The task
Repeat the data exactly as it stands.

= = = =

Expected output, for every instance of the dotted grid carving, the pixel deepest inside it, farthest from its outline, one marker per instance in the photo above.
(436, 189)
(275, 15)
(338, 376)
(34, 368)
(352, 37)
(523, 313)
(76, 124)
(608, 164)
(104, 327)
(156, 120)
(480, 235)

= = = =

Response to the task
Expected output, for every instance of the dotted grid carving, the pixel deepest inside it, farthest from its outline, one marker per instance in the photo above.
(436, 189)
(275, 15)
(338, 376)
(34, 368)
(352, 37)
(523, 313)
(76, 124)
(608, 164)
(104, 327)
(156, 120)
(480, 235)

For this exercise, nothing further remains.